begin INFORMATION GIVEN

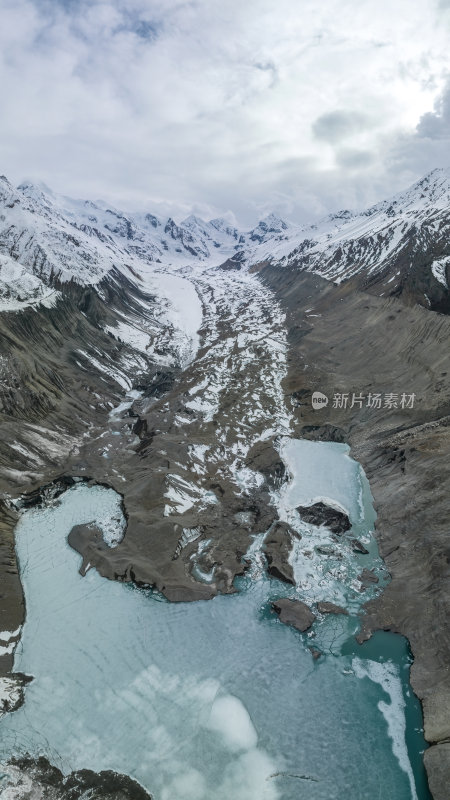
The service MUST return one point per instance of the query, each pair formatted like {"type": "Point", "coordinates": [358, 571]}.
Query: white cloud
{"type": "Point", "coordinates": [297, 106]}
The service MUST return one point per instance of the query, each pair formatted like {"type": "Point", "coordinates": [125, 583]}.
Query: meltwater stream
{"type": "Point", "coordinates": [213, 700]}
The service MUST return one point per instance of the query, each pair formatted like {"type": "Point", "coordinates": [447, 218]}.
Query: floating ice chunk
{"type": "Point", "coordinates": [231, 720]}
{"type": "Point", "coordinates": [386, 675]}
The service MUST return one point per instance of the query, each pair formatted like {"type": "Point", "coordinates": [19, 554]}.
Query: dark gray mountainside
{"type": "Point", "coordinates": [96, 303]}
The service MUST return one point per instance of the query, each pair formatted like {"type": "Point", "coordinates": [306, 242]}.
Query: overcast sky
{"type": "Point", "coordinates": [211, 106]}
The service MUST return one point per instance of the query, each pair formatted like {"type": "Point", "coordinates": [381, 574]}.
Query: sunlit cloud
{"type": "Point", "coordinates": [297, 107]}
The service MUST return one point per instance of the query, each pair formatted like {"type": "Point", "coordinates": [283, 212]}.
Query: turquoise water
{"type": "Point", "coordinates": [207, 700]}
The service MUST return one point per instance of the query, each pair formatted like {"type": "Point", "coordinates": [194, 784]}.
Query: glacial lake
{"type": "Point", "coordinates": [215, 700]}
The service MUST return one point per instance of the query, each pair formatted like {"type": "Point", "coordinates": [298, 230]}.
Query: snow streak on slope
{"type": "Point", "coordinates": [55, 237]}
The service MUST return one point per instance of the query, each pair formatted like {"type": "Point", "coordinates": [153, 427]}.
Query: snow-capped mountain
{"type": "Point", "coordinates": [398, 247]}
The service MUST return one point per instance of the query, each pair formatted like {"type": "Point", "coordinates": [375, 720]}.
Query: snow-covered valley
{"type": "Point", "coordinates": [169, 367]}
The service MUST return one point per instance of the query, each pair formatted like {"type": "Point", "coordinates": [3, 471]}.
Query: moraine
{"type": "Point", "coordinates": [218, 698]}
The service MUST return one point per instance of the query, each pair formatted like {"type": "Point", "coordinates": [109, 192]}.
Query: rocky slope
{"type": "Point", "coordinates": [187, 320]}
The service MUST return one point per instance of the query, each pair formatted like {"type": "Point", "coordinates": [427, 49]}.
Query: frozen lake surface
{"type": "Point", "coordinates": [214, 700]}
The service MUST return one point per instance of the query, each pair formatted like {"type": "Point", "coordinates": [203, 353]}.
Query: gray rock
{"type": "Point", "coordinates": [324, 607]}
{"type": "Point", "coordinates": [437, 763]}
{"type": "Point", "coordinates": [277, 548]}
{"type": "Point", "coordinates": [358, 547]}
{"type": "Point", "coordinates": [295, 613]}
{"type": "Point", "coordinates": [321, 514]}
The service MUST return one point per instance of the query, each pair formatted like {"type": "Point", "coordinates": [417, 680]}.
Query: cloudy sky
{"type": "Point", "coordinates": [297, 106]}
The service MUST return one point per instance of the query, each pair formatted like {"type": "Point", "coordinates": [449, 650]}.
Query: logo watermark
{"type": "Point", "coordinates": [375, 400]}
{"type": "Point", "coordinates": [319, 400]}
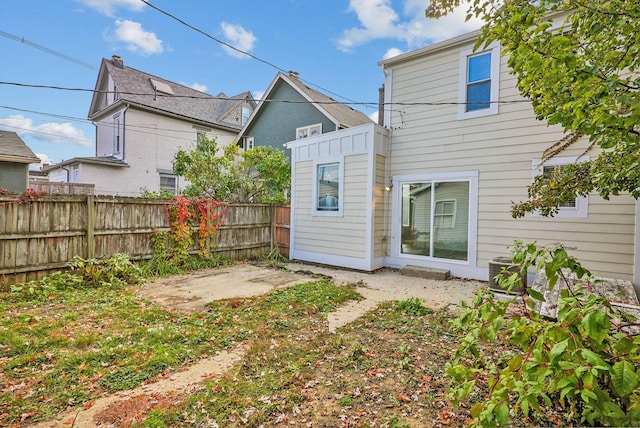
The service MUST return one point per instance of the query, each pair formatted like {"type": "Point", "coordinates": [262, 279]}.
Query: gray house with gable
{"type": "Point", "coordinates": [141, 122]}
{"type": "Point", "coordinates": [15, 157]}
{"type": "Point", "coordinates": [290, 110]}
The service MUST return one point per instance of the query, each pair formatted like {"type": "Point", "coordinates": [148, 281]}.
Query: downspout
{"type": "Point", "coordinates": [387, 166]}
{"type": "Point", "coordinates": [124, 131]}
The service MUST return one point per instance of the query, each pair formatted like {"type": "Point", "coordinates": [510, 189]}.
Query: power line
{"type": "Point", "coordinates": [204, 33]}
{"type": "Point", "coordinates": [47, 50]}
{"type": "Point", "coordinates": [151, 94]}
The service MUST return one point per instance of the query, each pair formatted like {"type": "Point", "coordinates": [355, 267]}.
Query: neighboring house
{"type": "Point", "coordinates": [141, 122]}
{"type": "Point", "coordinates": [290, 110]}
{"type": "Point", "coordinates": [15, 158]}
{"type": "Point", "coordinates": [435, 188]}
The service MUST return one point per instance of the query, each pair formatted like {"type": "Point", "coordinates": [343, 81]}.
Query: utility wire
{"type": "Point", "coordinates": [209, 97]}
{"type": "Point", "coordinates": [244, 52]}
{"type": "Point", "coordinates": [47, 50]}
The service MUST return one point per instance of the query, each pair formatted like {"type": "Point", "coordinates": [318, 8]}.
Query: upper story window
{"type": "Point", "coordinates": [308, 131]}
{"type": "Point", "coordinates": [577, 207]}
{"type": "Point", "coordinates": [200, 136]}
{"type": "Point", "coordinates": [479, 83]}
{"type": "Point", "coordinates": [168, 183]}
{"type": "Point", "coordinates": [245, 114]}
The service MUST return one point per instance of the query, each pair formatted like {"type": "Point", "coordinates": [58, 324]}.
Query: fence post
{"type": "Point", "coordinates": [91, 226]}
{"type": "Point", "coordinates": [209, 214]}
{"type": "Point", "coordinates": [273, 227]}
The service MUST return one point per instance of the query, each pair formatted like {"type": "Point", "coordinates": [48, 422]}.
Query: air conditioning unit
{"type": "Point", "coordinates": [495, 267]}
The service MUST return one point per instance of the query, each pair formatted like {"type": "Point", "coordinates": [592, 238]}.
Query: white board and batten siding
{"type": "Point", "coordinates": [428, 137]}
{"type": "Point", "coordinates": [346, 238]}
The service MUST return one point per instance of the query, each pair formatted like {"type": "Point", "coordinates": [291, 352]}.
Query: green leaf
{"type": "Point", "coordinates": [502, 413]}
{"type": "Point", "coordinates": [624, 379]}
{"type": "Point", "coordinates": [596, 325]}
{"type": "Point", "coordinates": [558, 349]}
{"type": "Point", "coordinates": [536, 294]}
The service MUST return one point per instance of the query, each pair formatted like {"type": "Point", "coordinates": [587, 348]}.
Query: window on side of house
{"type": "Point", "coordinates": [577, 207]}
{"type": "Point", "coordinates": [435, 219]}
{"type": "Point", "coordinates": [246, 143]}
{"type": "Point", "coordinates": [328, 188]}
{"type": "Point", "coordinates": [479, 83]}
{"type": "Point", "coordinates": [245, 114]}
{"type": "Point", "coordinates": [444, 215]}
{"type": "Point", "coordinates": [308, 131]}
{"type": "Point", "coordinates": [168, 183]}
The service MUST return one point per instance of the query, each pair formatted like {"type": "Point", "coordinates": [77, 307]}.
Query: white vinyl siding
{"type": "Point", "coordinates": [431, 139]}
{"type": "Point", "coordinates": [339, 236]}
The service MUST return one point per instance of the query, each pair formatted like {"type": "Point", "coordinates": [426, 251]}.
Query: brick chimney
{"type": "Point", "coordinates": [117, 61]}
{"type": "Point", "coordinates": [381, 105]}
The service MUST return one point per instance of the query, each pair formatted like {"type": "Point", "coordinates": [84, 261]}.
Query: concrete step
{"type": "Point", "coordinates": [426, 273]}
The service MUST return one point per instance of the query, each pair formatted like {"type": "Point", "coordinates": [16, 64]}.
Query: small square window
{"type": "Point", "coordinates": [444, 215]}
{"type": "Point", "coordinates": [576, 208]}
{"type": "Point", "coordinates": [308, 131]}
{"type": "Point", "coordinates": [328, 187]}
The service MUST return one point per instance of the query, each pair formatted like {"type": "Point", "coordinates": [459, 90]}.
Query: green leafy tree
{"type": "Point", "coordinates": [259, 175]}
{"type": "Point", "coordinates": [581, 75]}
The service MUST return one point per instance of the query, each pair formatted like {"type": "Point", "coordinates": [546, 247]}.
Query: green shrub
{"type": "Point", "coordinates": [515, 363]}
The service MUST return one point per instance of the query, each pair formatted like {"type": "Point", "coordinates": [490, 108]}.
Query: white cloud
{"type": "Point", "coordinates": [53, 132]}
{"type": "Point", "coordinates": [392, 52]}
{"type": "Point", "coordinates": [239, 38]}
{"type": "Point", "coordinates": [378, 20]}
{"type": "Point", "coordinates": [197, 86]}
{"type": "Point", "coordinates": [108, 7]}
{"type": "Point", "coordinates": [137, 39]}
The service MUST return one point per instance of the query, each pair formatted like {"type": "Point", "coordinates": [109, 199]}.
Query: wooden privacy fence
{"type": "Point", "coordinates": [39, 237]}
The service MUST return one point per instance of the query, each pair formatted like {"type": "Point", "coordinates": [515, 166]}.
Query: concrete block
{"type": "Point", "coordinates": [426, 273]}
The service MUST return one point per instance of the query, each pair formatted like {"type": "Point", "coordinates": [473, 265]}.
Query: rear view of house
{"type": "Point", "coordinates": [461, 145]}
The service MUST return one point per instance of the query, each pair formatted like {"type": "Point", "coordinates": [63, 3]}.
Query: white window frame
{"type": "Point", "coordinates": [245, 117]}
{"type": "Point", "coordinates": [452, 215]}
{"type": "Point", "coordinates": [162, 175]}
{"type": "Point", "coordinates": [494, 50]}
{"type": "Point", "coordinates": [248, 143]}
{"type": "Point", "coordinates": [308, 131]}
{"type": "Point", "coordinates": [581, 210]}
{"type": "Point", "coordinates": [117, 135]}
{"type": "Point", "coordinates": [315, 211]}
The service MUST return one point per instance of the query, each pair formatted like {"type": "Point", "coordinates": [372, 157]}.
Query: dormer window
{"type": "Point", "coordinates": [159, 86]}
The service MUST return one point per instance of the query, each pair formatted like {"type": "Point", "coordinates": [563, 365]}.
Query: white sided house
{"type": "Point", "coordinates": [434, 188]}
{"type": "Point", "coordinates": [141, 122]}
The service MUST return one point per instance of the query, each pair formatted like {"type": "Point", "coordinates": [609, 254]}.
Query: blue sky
{"type": "Point", "coordinates": [334, 44]}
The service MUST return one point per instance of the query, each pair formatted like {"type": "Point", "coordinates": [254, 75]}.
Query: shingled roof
{"type": "Point", "coordinates": [13, 149]}
{"type": "Point", "coordinates": [346, 116]}
{"type": "Point", "coordinates": [166, 97]}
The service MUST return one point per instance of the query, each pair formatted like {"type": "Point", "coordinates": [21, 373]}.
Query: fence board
{"type": "Point", "coordinates": [40, 237]}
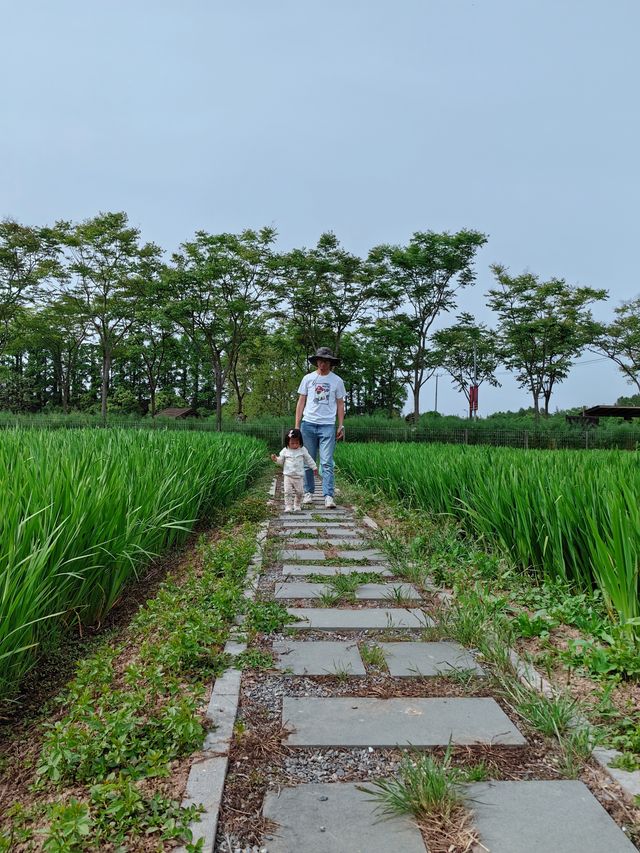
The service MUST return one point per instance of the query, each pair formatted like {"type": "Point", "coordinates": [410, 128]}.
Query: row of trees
{"type": "Point", "coordinates": [91, 317]}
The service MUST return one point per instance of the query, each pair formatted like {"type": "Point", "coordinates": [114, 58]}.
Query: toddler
{"type": "Point", "coordinates": [293, 457]}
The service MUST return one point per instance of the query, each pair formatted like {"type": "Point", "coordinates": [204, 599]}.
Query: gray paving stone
{"type": "Point", "coordinates": [308, 515]}
{"type": "Point", "coordinates": [296, 570]}
{"type": "Point", "coordinates": [413, 659]}
{"type": "Point", "coordinates": [300, 589]}
{"type": "Point", "coordinates": [318, 658]}
{"type": "Point", "coordinates": [204, 788]}
{"type": "Point", "coordinates": [336, 818]}
{"type": "Point", "coordinates": [300, 554]}
{"type": "Point", "coordinates": [297, 522]}
{"type": "Point", "coordinates": [543, 817]}
{"type": "Point", "coordinates": [323, 541]}
{"type": "Point", "coordinates": [381, 723]}
{"type": "Point", "coordinates": [347, 619]}
{"type": "Point", "coordinates": [369, 554]}
{"type": "Point", "coordinates": [386, 592]}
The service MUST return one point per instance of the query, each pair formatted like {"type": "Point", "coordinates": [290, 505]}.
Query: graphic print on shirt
{"type": "Point", "coordinates": [322, 391]}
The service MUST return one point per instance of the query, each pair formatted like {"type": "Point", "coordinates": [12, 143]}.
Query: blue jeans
{"type": "Point", "coordinates": [324, 436]}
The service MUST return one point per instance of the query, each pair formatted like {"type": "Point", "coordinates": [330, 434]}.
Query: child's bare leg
{"type": "Point", "coordinates": [289, 493]}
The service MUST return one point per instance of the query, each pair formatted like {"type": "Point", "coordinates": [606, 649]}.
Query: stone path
{"type": "Point", "coordinates": [338, 817]}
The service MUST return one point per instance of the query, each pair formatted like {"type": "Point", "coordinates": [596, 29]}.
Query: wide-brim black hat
{"type": "Point", "coordinates": [325, 353]}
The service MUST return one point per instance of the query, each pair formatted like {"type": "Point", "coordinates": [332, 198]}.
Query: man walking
{"type": "Point", "coordinates": [321, 400]}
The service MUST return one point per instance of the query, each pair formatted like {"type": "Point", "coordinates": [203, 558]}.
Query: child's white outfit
{"type": "Point", "coordinates": [293, 464]}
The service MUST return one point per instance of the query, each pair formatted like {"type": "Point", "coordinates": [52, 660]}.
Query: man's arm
{"type": "Point", "coordinates": [302, 402]}
{"type": "Point", "coordinates": [340, 409]}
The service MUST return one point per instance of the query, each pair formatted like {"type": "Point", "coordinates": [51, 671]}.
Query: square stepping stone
{"type": "Point", "coordinates": [336, 818]}
{"type": "Point", "coordinates": [297, 522]}
{"type": "Point", "coordinates": [540, 817]}
{"type": "Point", "coordinates": [369, 554]}
{"type": "Point", "coordinates": [386, 592]}
{"type": "Point", "coordinates": [300, 589]}
{"type": "Point", "coordinates": [381, 723]}
{"type": "Point", "coordinates": [347, 619]}
{"type": "Point", "coordinates": [365, 592]}
{"type": "Point", "coordinates": [318, 658]}
{"type": "Point", "coordinates": [320, 541]}
{"type": "Point", "coordinates": [296, 570]}
{"type": "Point", "coordinates": [415, 659]}
{"type": "Point", "coordinates": [302, 554]}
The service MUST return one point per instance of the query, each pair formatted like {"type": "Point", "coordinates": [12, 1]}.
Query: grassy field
{"type": "Point", "coordinates": [82, 511]}
{"type": "Point", "coordinates": [561, 515]}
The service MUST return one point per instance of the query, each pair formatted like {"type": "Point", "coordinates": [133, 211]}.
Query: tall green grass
{"type": "Point", "coordinates": [81, 512]}
{"type": "Point", "coordinates": [561, 514]}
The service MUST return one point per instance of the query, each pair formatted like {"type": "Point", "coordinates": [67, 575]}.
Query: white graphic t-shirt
{"type": "Point", "coordinates": [322, 393]}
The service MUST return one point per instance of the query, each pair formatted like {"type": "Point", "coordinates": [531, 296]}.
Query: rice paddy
{"type": "Point", "coordinates": [560, 514]}
{"type": "Point", "coordinates": [81, 512]}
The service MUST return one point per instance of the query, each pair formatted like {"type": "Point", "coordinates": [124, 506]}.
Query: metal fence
{"type": "Point", "coordinates": [624, 438]}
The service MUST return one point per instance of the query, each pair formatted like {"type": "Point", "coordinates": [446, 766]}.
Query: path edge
{"type": "Point", "coordinates": [205, 784]}
{"type": "Point", "coordinates": [527, 674]}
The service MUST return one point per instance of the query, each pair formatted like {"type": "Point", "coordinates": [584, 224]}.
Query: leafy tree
{"type": "Point", "coordinates": [329, 290]}
{"type": "Point", "coordinates": [425, 276]}
{"type": "Point", "coordinates": [223, 283]}
{"type": "Point", "coordinates": [468, 353]}
{"type": "Point", "coordinates": [375, 366]}
{"type": "Point", "coordinates": [620, 340]}
{"type": "Point", "coordinates": [543, 327]}
{"type": "Point", "coordinates": [152, 331]}
{"type": "Point", "coordinates": [105, 263]}
{"type": "Point", "coordinates": [61, 329]}
{"type": "Point", "coordinates": [28, 258]}
{"type": "Point", "coordinates": [277, 363]}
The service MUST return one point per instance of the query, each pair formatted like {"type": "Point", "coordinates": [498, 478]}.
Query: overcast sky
{"type": "Point", "coordinates": [370, 118]}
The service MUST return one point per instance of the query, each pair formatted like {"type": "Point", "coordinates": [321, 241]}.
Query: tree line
{"type": "Point", "coordinates": [94, 319]}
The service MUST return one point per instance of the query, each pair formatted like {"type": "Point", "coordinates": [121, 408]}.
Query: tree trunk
{"type": "Point", "coordinates": [536, 405]}
{"type": "Point", "coordinates": [218, 380]}
{"type": "Point", "coordinates": [106, 370]}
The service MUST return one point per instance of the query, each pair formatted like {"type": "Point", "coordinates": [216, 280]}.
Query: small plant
{"type": "Point", "coordinates": [253, 659]}
{"type": "Point", "coordinates": [328, 598]}
{"type": "Point", "coordinates": [626, 761]}
{"type": "Point", "coordinates": [551, 715]}
{"type": "Point", "coordinates": [576, 749]}
{"type": "Point", "coordinates": [398, 595]}
{"type": "Point", "coordinates": [267, 617]}
{"type": "Point", "coordinates": [70, 824]}
{"type": "Point", "coordinates": [424, 786]}
{"type": "Point", "coordinates": [461, 675]}
{"type": "Point", "coordinates": [341, 671]}
{"type": "Point", "coordinates": [372, 655]}
{"type": "Point", "coordinates": [531, 626]}
{"type": "Point", "coordinates": [479, 772]}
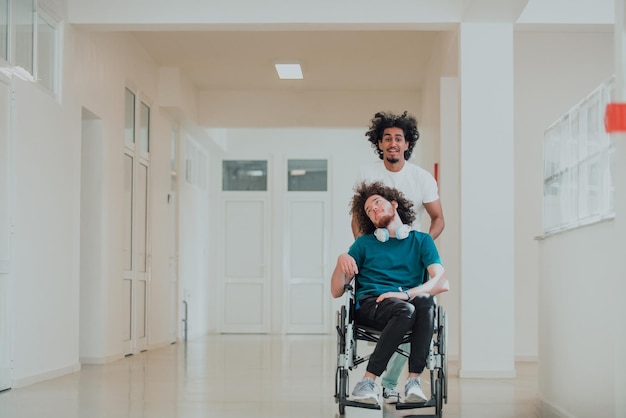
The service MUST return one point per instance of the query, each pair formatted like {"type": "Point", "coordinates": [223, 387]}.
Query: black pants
{"type": "Point", "coordinates": [395, 317]}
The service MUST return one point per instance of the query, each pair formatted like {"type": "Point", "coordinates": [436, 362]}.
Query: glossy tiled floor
{"type": "Point", "coordinates": [237, 376]}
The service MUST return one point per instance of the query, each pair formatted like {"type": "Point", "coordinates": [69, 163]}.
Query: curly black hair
{"type": "Point", "coordinates": [363, 191]}
{"type": "Point", "coordinates": [382, 121]}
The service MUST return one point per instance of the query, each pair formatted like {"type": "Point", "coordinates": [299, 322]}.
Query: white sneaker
{"type": "Point", "coordinates": [390, 396]}
{"type": "Point", "coordinates": [413, 391]}
{"type": "Point", "coordinates": [365, 391]}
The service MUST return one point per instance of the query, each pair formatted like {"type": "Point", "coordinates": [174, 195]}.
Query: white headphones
{"type": "Point", "coordinates": [402, 232]}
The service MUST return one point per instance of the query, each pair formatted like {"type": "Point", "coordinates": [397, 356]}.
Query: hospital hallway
{"type": "Point", "coordinates": [237, 376]}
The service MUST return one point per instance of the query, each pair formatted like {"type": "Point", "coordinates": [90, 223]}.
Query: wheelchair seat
{"type": "Point", "coordinates": [349, 333]}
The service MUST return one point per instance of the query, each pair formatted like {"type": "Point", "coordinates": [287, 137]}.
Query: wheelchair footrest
{"type": "Point", "coordinates": [348, 402]}
{"type": "Point", "coordinates": [413, 405]}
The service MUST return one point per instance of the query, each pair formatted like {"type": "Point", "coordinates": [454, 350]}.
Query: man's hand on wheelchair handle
{"type": "Point", "coordinates": [345, 270]}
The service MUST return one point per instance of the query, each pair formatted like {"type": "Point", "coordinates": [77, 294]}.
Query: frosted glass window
{"type": "Point", "coordinates": [129, 125]}
{"type": "Point", "coordinates": [24, 30]}
{"type": "Point", "coordinates": [4, 29]}
{"type": "Point", "coordinates": [307, 175]}
{"type": "Point", "coordinates": [250, 175]}
{"type": "Point", "coordinates": [46, 53]}
{"type": "Point", "coordinates": [144, 130]}
{"type": "Point", "coordinates": [578, 166]}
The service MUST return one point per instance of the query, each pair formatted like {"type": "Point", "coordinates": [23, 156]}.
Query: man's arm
{"type": "Point", "coordinates": [436, 218]}
{"type": "Point", "coordinates": [355, 228]}
{"type": "Point", "coordinates": [438, 282]}
{"type": "Point", "coordinates": [344, 271]}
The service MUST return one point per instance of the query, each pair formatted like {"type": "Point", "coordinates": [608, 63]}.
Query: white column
{"type": "Point", "coordinates": [619, 361]}
{"type": "Point", "coordinates": [487, 260]}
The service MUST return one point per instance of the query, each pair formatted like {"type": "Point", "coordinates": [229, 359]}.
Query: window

end INFORMATION GIVEN

### OBJECTIVE
Extract each line of the data that contains the word "green", and reproduce those lines verbatim.

### THE RESULT
Query: green leaf
Query: green leafy tree
Query: green shrub
Query: tall green grass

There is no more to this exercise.